ASSIGNMENT => The entries should be given again so that each one matches the original exactly.

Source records
· · ·
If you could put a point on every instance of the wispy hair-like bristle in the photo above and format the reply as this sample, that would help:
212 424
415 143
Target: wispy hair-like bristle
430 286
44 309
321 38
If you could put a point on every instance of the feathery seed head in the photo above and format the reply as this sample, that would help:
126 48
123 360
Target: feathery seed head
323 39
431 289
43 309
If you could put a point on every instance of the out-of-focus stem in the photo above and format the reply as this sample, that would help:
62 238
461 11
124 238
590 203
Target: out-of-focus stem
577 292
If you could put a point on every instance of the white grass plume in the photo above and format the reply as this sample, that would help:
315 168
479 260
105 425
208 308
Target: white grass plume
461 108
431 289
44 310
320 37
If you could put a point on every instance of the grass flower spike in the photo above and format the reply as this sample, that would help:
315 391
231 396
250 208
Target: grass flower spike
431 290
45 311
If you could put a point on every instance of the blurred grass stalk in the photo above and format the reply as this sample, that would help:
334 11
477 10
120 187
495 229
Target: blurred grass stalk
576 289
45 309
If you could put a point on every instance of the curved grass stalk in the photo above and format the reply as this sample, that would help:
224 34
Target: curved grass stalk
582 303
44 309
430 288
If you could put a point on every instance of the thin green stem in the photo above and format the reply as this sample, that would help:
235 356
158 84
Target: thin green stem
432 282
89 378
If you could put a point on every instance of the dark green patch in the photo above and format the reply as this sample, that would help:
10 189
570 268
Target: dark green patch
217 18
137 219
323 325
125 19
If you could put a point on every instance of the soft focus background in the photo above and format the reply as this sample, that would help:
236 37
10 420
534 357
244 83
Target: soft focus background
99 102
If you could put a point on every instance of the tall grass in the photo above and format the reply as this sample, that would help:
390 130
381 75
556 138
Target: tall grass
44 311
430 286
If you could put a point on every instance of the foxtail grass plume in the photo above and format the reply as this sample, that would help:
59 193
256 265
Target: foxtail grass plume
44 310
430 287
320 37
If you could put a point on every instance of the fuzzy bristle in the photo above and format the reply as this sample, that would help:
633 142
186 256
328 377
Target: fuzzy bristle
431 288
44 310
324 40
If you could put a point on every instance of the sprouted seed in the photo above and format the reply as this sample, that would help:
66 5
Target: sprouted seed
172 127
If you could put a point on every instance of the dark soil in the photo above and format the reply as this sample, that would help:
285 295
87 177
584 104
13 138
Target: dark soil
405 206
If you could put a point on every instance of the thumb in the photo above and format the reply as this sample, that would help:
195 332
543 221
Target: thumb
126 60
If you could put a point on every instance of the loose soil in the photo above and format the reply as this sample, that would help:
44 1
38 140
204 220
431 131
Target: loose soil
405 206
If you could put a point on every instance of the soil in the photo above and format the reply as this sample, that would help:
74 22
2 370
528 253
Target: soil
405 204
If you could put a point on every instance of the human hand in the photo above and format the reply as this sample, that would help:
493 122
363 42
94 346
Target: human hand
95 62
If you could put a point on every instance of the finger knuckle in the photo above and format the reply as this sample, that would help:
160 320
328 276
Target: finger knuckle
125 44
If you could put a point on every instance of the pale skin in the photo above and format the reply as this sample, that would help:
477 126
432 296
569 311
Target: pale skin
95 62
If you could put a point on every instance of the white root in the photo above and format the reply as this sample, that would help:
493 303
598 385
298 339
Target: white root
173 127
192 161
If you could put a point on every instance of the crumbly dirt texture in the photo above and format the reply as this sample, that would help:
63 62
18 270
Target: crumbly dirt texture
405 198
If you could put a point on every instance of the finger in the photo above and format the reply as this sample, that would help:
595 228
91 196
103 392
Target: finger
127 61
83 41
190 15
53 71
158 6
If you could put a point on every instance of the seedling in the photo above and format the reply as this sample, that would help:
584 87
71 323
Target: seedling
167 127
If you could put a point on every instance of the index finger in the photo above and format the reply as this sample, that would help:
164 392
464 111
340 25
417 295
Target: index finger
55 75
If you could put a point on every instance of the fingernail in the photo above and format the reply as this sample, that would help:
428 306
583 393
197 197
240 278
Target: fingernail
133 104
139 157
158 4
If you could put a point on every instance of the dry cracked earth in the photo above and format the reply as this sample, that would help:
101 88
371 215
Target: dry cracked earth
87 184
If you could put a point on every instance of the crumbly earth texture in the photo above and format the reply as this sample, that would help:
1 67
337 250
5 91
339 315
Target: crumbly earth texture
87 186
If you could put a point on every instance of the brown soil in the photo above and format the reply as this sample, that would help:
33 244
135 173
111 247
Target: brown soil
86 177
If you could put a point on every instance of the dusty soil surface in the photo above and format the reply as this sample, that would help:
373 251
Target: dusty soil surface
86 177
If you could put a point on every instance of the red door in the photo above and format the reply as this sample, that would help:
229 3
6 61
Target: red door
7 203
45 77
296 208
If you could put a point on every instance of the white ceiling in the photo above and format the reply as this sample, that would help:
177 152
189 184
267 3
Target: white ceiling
· · ·
WRITTEN SOLUTION =>
If you could put a point on every instance of the wispy hair-like bristle in the photo above and format the reply as this sample, that would help:
212 424
415 143
Target: wispy hair-like bristle
430 286
44 309
321 38
If you could put a point on every instance of the feathery seed head in the photo above and format the reply as this sample, that would help:
126 48
123 360
Target: feathery seed head
323 39
431 289
43 309
If you could put a point on every instance of the out-of-focus stem in the photo above and format the reply as this sample, that would help:
62 238
461 11
124 238
590 203
Target: out-of-focus stem
577 292
If you could put a point on every instance of the white grass plume in the photo above and format the reply as this sample, that would help:
315 168
479 260
105 425
208 308
Target: white grass plume
461 108
431 289
44 310
320 37
If you could put a point on every instance of the grass flower spike in the photo above and format the reply as this sample, that would help:
315 391
231 396
250 208
Target: grass flower spike
431 290
45 311
If you could put a point on every instance of the blurred grass stalk in the photo above and format the reply as this sample, that would help:
334 11
477 10
120 187
495 229
Target: blurred grass stalk
576 289
45 309
If you could put a point on every instance of the curved grass stalk in the photo above and format the reply as this sample, that would help:
224 34
Target: curved grass stalk
582 303
44 309
430 288
If you could put a point on every instance of the thin green stem in the photo above and format the reply as this sample, that would help:
235 356
158 84
Target: thin green stem
432 282
89 378
If you could put a point on every instance of the dark green patch in the photo above and format the reply as this sample, that would help:
10 189
570 268
Target: dark green patch
217 18
137 219
323 325
125 19
If you could put a point on every instance of the soft focus background in the photo above and format the reply as this sample, that would help:
236 37
10 420
534 357
244 83
Target: soft focus background
99 102
If you could put a point on every instance of the tall grass in the photo above and format the reply as this sample, that would help:
390 130
381 75
556 138
Target: tall grass
44 311
430 286
If you could put a point on every instance of the foxtail grass plume in the photo above and format the reply as this sample, that would help:
59 193
256 265
Target: foxtail grass plume
44 310
430 287
320 37
If you could put a point on every instance of the fuzzy bristle in the photo above and format the reply as this sample, that would help:
633 142
186 256
328 377
Target: fuzzy bristle
431 288
44 310
324 40
If you could put a point on every instance of the sprouted seed in the photo above and format the reply as this sample, that would help:
66 5
Target: sprouted seed
172 127
If you could put a point on every instance of the dark soil in the photo above and format the reply as this sample, that would help:
285 295
87 177
584 104
13 138
Target: dark soil
405 206
If you could put a point on every instance of the thumb in the photo above and format the reply as this sample, that would help:
195 332
543 221
Target: thumb
126 60
If you could put a point on every instance of the loose soil in the photo above and format the reply as this sample, that would help:
44 1
38 140
204 220
431 131
Target: loose soil
405 206
If you could put a point on every instance of the soil in the photo above and format the reply as this sample, that would help:
74 22
2 370
528 253
Target: soil
405 204
If you could put a point on every instance of the human hand in the photo above and format the reply as this sample, that would help:
493 122
363 42
94 346
Target: human hand
95 62
If you could put a point on every instance of the finger knuckle in the photo above and format the reply as this sample, that would help:
160 320
328 276
Target: finger knuckle
125 44
If you could put a point on every instance of the pale skin in the photo above and format the reply as this sample, that would help:
477 126
432 296
569 311
Target: pale skin
95 62
If you could put a point on every instance of the white root in the photo above and format the reply as this sample, that would help:
493 303
598 385
298 339
Target: white root
173 127
192 161
If you could put a point on every instance of the crumbly dirt texture in the photo above and format the reply as this sample, that would help:
63 62
18 270
Target: crumbly dirt texture
405 198
If you could put a point on every instance of the finger in the photo above and format the reply as this sample, that would help:
595 228
91 196
103 392
Target: finger
127 61
83 41
190 15
53 71
158 6
If you could put a point on every instance of the seedling in the photo above and format the reply as this sample, that would help:
584 87
71 323
Target: seedling
167 127
If you could put a point on every instance of the index finger in the photo above and format the reply as this sample, that would help:
164 392
464 111
340 25
417 295
Target: index finger
55 75
If you could put a point on every instance of the fingernail in the photo above and format the reply as this sample, that would help:
428 306
583 393
197 197
240 278
Target: fingernail
133 104
139 157
158 4
If you could put a point on every instance of the dry cracked earth in the photo above and format the reply as this sample, that would help:
101 88
371 215
Target: dry cracked earth
87 184
If you could put a point on every instance of the crumbly earth texture in the photo above and format the reply as this sample, that would help:
1 67
337 250
5 91
339 315
Target: crumbly earth texture
87 186
If you could put a point on every instance of the brown soil in the photo above and format the reply as this sample, that would help:
33 244
135 173
111 247
Target: brown soil
86 177
If you could put a point on every instance of the dusty soil surface in the photo above and format the reply as this sample, that would help:
373 251
Target: dusty soil surface
86 177
If you could put a point on every instance of the red door in the photo above and format the reply as this sample, that would help:
229 3
6 61
Target: red door
7 203
45 77
296 208
If you could put a point on every instance of the white ceiling in the photo above and format the reply as this sample, that would help:
177 152
189 184
267 3
Target: white ceiling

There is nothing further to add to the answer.